PROVIDED ENTRIES:
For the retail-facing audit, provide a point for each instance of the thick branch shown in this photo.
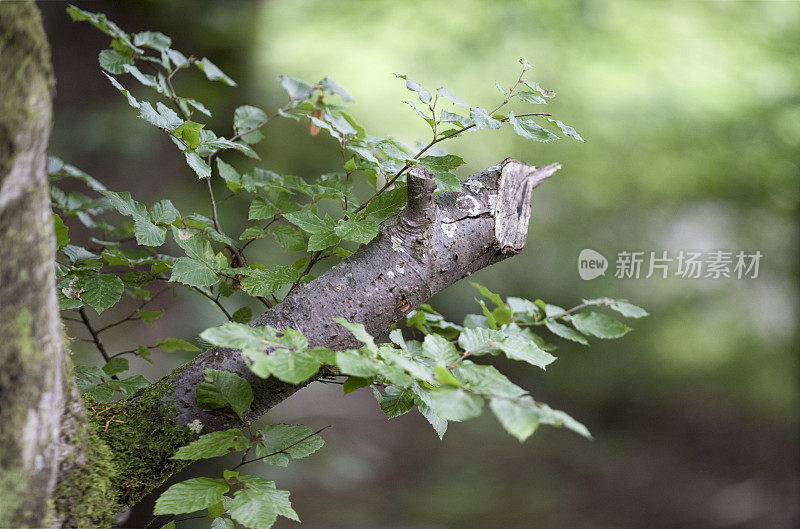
(432, 244)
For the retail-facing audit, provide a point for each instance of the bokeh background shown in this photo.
(691, 115)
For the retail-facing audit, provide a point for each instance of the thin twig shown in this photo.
(213, 300)
(561, 315)
(95, 337)
(130, 317)
(283, 450)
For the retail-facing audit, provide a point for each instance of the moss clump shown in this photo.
(142, 435)
(85, 496)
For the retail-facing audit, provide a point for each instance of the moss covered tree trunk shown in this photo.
(33, 386)
(57, 469)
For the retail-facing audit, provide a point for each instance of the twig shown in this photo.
(283, 450)
(95, 337)
(565, 313)
(130, 317)
(213, 300)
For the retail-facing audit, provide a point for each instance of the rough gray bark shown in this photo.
(33, 386)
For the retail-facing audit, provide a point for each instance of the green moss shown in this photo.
(142, 436)
(24, 60)
(86, 497)
(128, 444)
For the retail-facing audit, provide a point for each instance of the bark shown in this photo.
(33, 386)
(432, 244)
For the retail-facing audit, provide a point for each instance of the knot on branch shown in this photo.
(512, 209)
(420, 209)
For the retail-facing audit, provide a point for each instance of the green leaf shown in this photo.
(360, 231)
(252, 232)
(264, 491)
(217, 523)
(487, 380)
(293, 366)
(236, 336)
(354, 383)
(454, 404)
(331, 86)
(164, 118)
(552, 417)
(483, 120)
(248, 117)
(352, 363)
(113, 61)
(197, 164)
(296, 88)
(261, 209)
(439, 350)
(307, 221)
(600, 325)
(115, 365)
(130, 385)
(61, 231)
(441, 163)
(191, 495)
(147, 233)
(152, 39)
(478, 340)
(288, 237)
(282, 441)
(531, 97)
(163, 212)
(360, 334)
(322, 241)
(622, 306)
(394, 401)
(222, 388)
(527, 128)
(232, 178)
(494, 298)
(458, 102)
(243, 315)
(101, 290)
(213, 444)
(176, 344)
(445, 377)
(565, 129)
(193, 273)
(131, 100)
(520, 419)
(386, 204)
(213, 73)
(423, 94)
(517, 348)
(264, 282)
(440, 166)
(189, 132)
(565, 332)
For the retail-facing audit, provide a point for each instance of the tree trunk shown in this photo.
(58, 469)
(33, 386)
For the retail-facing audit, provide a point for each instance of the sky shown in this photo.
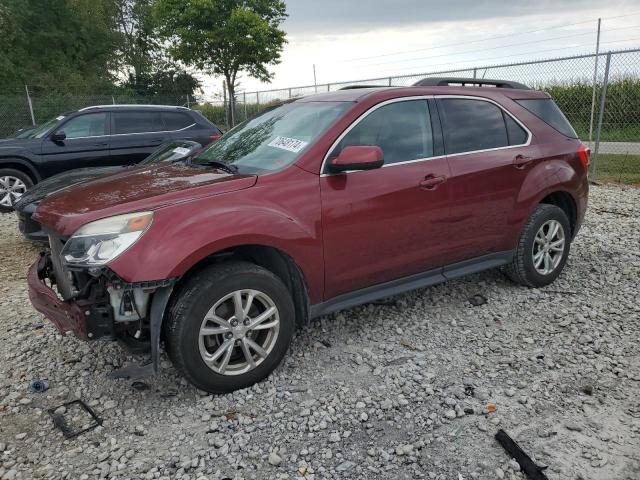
(351, 40)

ACTION ITEM:
Please print the line that contains "leaf shown in this photo." along with every later line of the material, exactly, through the last one. Leave pictures out of the copy.

WRITTEN RESPONSE:
For the retail-facing audit, provide a point for each instance of the green leaf shown in this photo.
(360, 231)
(252, 232)
(264, 491)
(217, 523)
(487, 380)
(293, 366)
(236, 336)
(354, 383)
(454, 404)
(331, 86)
(164, 118)
(552, 417)
(483, 120)
(248, 117)
(352, 363)
(113, 61)
(197, 164)
(296, 88)
(261, 209)
(439, 350)
(307, 221)
(600, 325)
(115, 365)
(130, 385)
(61, 231)
(441, 163)
(191, 495)
(147, 233)
(152, 39)
(478, 340)
(288, 237)
(282, 441)
(531, 97)
(163, 212)
(360, 334)
(322, 241)
(622, 306)
(394, 401)
(222, 388)
(527, 128)
(232, 178)
(494, 298)
(458, 102)
(243, 315)
(101, 290)
(213, 444)
(176, 344)
(445, 377)
(565, 129)
(193, 273)
(131, 100)
(520, 419)
(386, 204)
(213, 73)
(423, 94)
(517, 348)
(264, 282)
(440, 166)
(189, 132)
(565, 332)
For the retail-facing audit, provide a point for each instance of the tree trunk shown in this photo.
(58, 469)
(33, 386)
For the retail-facing audit, provide a point for each instance of the sky shown in this photo.
(351, 40)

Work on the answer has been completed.